━━━ Supplied text
The 14th Century Sufi poet Hafiz posed the following question:
“What’s the difference between your experience of existence and that of a saint?
The saint knows that the spiritual path is a sublime chess game with God, and that The Beloved has just made such a stupendous move, that the saint is tripping over joy, rolling over laughing and saying ‘I Surrender!’ Whereas my dear, I’m afraid you still think you have a thousand serious moves.”
Our ego hears the invitation to surrender and is stumped. “How do I do that?” Recently I was on the phone with a long-standing student I will call Angela who was courageously disengaging some of the deeper threads of her ego defenses as we all must in walking a genuine spiritual path. Our inquiry had brought her to meet some central ego underpinnings of how she had become disconnected from the love within herself. She was flooded with feelings of fear, deficiency, frustration and lack. She could see the historical imprints, the beliefs that formed, and how this played out in her life as painful patterns of sabotaging love. Although Angela could see intellectually that these self-images and the feelings were not objectively real, she was identified and therefore caught in a contracted painful place inside herself. In this Angela cried out, “what do I do now?” I replied, “Nothing at all. Just be here, resting undefended and open. Nothing you have to fix or get or do. Just opening, just softening, just allowing. See what’s really here.” It sounds so simple and on one level it is simple, but when any of us are caught in the grip of our ego identity, the practice of defenselessness can feel like being asked to let go into a bed of crushed glass. Unless we have a true container of support both within and without it feels impossible. Often we just bounce back up to the surface of our personality or try to work it out intellectually with our mind. “Give me some steps,” she said. I asked her what she would typically do when feeling this way. Quickly she outlined several strategies of disconnecting from her experience – the kinds of things perhaps you find yourself also doing: going to the fridge, turning on the TV, surfing the internet to buy something she did not really want or need, getting into a fight with someone, calling a friend to recount the story of how hopeless it all is, and keeping so busy to avoid having to feel much at all.
The Practice of Un-Do-Ism
“OK, here are your steps,” I said. I heard pen scratches down the telephone line as she diligently prepared to write what I was about to say:
1. See if you can not pick up any of those strategies for a moment.
2. See if you can relax the tendency to try to change or transform your experience in any way.
3. Just be here undefended for a moment and breathe. Sense your feet on the ground and notice how the earth holds you right now without any agenda. DO NOTHING. Just sit here.
━━━━━━
━━━ Extracted data
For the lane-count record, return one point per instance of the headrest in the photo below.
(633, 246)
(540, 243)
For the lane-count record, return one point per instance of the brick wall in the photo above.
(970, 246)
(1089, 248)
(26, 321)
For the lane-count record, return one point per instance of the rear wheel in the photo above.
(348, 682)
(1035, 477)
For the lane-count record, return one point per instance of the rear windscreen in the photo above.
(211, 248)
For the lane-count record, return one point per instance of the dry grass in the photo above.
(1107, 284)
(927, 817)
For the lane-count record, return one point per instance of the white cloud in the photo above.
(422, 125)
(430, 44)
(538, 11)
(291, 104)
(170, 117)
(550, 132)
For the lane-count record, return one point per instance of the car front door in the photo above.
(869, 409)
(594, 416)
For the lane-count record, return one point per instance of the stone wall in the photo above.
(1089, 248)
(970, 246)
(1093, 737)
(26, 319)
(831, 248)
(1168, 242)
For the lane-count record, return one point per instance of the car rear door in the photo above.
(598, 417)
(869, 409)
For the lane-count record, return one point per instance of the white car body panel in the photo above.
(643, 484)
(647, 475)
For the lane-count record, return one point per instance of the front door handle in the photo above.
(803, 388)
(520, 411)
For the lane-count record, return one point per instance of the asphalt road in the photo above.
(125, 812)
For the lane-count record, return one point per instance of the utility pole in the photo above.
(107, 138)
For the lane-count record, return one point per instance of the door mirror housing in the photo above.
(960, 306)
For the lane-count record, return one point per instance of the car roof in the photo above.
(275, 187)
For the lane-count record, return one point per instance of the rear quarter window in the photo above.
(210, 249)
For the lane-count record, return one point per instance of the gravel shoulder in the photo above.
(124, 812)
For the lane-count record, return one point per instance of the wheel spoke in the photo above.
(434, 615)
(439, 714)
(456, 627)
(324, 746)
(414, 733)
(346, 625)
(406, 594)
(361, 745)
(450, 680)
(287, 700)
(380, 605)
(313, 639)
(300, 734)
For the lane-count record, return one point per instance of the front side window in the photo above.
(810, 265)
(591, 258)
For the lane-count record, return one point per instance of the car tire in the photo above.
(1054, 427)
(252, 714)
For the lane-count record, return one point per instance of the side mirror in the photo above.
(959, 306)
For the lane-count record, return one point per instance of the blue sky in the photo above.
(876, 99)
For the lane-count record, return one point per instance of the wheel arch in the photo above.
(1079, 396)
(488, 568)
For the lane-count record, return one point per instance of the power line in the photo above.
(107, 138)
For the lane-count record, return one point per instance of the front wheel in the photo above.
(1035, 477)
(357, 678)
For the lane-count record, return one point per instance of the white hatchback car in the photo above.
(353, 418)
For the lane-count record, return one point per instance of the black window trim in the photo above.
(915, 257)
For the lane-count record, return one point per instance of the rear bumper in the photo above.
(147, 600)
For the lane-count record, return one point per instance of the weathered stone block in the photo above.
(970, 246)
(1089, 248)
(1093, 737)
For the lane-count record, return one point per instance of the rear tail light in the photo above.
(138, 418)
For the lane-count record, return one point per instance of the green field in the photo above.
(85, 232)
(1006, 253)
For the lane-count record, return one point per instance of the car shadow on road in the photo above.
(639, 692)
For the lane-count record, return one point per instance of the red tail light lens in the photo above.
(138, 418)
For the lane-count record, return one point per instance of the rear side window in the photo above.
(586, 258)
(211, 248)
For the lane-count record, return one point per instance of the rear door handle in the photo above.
━━━━━━
● Problem details
In the text on surrender, what is the first step given to Angela? The lines are separate material and have no connection to the text on surrender.

● Task response
See if you can not pick up any of those strategies for a moment.